-------- Records for the task --------

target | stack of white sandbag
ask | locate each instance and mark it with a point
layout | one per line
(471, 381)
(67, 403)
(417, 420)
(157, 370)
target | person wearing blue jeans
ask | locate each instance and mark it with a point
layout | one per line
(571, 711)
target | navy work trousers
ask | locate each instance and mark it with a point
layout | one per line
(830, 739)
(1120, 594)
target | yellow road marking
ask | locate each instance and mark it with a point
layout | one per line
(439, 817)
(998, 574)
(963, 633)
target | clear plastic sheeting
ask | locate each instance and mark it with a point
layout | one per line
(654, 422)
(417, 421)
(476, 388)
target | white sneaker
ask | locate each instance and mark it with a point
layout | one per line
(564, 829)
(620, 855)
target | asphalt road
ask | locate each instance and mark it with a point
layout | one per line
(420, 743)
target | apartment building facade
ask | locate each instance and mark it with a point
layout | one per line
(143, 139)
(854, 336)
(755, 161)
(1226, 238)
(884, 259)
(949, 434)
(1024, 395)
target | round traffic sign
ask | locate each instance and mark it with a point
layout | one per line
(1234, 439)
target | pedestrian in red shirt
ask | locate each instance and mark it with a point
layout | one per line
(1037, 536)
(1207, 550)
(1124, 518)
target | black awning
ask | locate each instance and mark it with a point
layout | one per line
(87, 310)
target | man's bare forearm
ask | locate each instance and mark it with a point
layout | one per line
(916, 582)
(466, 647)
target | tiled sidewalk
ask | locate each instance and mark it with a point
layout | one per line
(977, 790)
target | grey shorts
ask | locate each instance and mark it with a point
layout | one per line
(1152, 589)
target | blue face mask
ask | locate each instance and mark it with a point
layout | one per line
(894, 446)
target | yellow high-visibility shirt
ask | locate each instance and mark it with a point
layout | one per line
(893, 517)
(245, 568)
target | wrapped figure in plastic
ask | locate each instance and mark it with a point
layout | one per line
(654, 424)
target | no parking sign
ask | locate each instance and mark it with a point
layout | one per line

--------

> What needs to be done:
Your task is to repeat the entries exactly.

> Exercise result:
target | stack of white sandbag
ask | locate each instance and mark it with a point
layout | one per line
(471, 381)
(67, 403)
(417, 420)
(157, 370)
target | person wearing blue jeans
ask | locate each instance and mark it with a point
layout | one per line
(571, 711)
target | navy work trousers
ask | locate each instance and mark it with a point
layout | one per line
(830, 739)
(1120, 594)
target | yellow road marking
ask | locate each instance and mark it with a point
layout | one per line
(439, 817)
(998, 574)
(963, 633)
target | clear plastic sheeting
ask | locate each instance and mark it with a point
layout | one per line
(654, 422)
(417, 421)
(476, 388)
target | white sneaker
ask | locate each instance and mark it with a point
layout | one per line
(564, 829)
(620, 855)
target | asphalt road
ask | locate each instance and mark it with a point
layout | one per line
(420, 743)
target | apartment building facade
ask | locate each instance and mark it with a point
layout | one per line
(143, 139)
(854, 336)
(755, 161)
(1226, 238)
(884, 259)
(949, 434)
(1024, 395)
target | round traffic sign
ask | locate each instance and mark it with a point
layout | one per line
(1234, 439)
target | pedestrian in red shirt
ask | locate each instance and mark it with a point
layout | one per line
(1037, 536)
(1207, 550)
(1124, 518)
target | black awning
ask | locate each instance and mark it with a point
layout | one per line
(87, 310)
target | man's bare forearm
ask | locate each instance and mark it with a point
layout | one per line
(916, 582)
(466, 647)
target | tiled sidewalk
ask | locate each instance and mark it with a point
layout | one per line
(977, 790)
target | grey shorts
ask | locate each instance and mark it with a point
layout | one per line
(1152, 589)
target | blue face mask
ask | locate each instance and mark it with a point
layout | one per line
(894, 446)
target | yellow high-visibility shirt
ask | locate each instance and mark it with a point
layout | one per line
(893, 517)
(245, 568)
target | wrapped figure in plastic
ask | locate each instance and mark it with a point
layout | one per line
(654, 424)
target | no parking sign
ask | locate each instance and mark it with a point
layout | one per line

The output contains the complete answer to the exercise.